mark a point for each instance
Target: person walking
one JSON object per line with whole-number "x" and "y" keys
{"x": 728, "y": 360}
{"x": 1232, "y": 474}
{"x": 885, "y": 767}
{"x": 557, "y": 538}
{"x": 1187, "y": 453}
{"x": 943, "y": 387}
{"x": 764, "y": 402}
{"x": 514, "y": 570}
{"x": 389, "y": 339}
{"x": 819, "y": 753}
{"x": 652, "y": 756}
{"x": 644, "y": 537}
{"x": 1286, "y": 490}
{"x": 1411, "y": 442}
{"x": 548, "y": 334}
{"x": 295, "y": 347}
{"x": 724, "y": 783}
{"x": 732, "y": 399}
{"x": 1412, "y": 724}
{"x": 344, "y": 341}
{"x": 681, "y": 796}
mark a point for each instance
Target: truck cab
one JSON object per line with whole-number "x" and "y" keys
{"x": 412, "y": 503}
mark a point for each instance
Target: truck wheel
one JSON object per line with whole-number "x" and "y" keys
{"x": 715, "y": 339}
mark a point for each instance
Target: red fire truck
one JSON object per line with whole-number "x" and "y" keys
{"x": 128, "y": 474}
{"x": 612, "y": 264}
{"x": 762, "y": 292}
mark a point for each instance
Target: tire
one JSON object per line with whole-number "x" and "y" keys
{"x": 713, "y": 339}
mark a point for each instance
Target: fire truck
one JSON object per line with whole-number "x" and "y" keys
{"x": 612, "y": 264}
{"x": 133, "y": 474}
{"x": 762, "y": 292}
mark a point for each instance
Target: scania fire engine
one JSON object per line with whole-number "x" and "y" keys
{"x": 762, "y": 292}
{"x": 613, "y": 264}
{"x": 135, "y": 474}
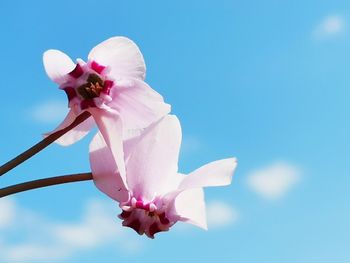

What is needed ▸ Write out the material above exactly; no pictures.

Response box ▸
mark a point for each instance
Target: person walking
one JSON object per line with whole-number "x" and "y" keys
{"x": 728, "y": 360}
{"x": 1232, "y": 474}
{"x": 885, "y": 767}
{"x": 557, "y": 538}
{"x": 1187, "y": 453}
{"x": 943, "y": 387}
{"x": 764, "y": 402}
{"x": 514, "y": 570}
{"x": 389, "y": 339}
{"x": 819, "y": 753}
{"x": 652, "y": 756}
{"x": 644, "y": 537}
{"x": 1286, "y": 490}
{"x": 1411, "y": 442}
{"x": 548, "y": 334}
{"x": 295, "y": 347}
{"x": 724, "y": 783}
{"x": 732, "y": 399}
{"x": 1412, "y": 724}
{"x": 344, "y": 341}
{"x": 681, "y": 796}
mark a point for each instance
Target: truck cab
one JSON object per line with whole-number "x" and "y" keys
{"x": 412, "y": 503}
mark a point for each instance
Target: truck wheel
one JSON object per line with whole-number "x" and "y" keys
{"x": 715, "y": 339}
mark a point for each instance
Target: red fire truck
one JSON object per line with whole-number "x" and "y" keys
{"x": 128, "y": 474}
{"x": 612, "y": 264}
{"x": 762, "y": 292}
mark a point for each instance
Target: tire
one JSON object per line with whole-number "x" and "y" keys
{"x": 713, "y": 339}
mark a point for each instance
Target: fire truck
one JSON object per line with whole-number "x" and "y" keys
{"x": 612, "y": 264}
{"x": 133, "y": 474}
{"x": 762, "y": 292}
mark a point for each instance
Target: scania fire engine
one JSON object per line with whole-number "x" and "y" keys
{"x": 762, "y": 292}
{"x": 613, "y": 264}
{"x": 135, "y": 474}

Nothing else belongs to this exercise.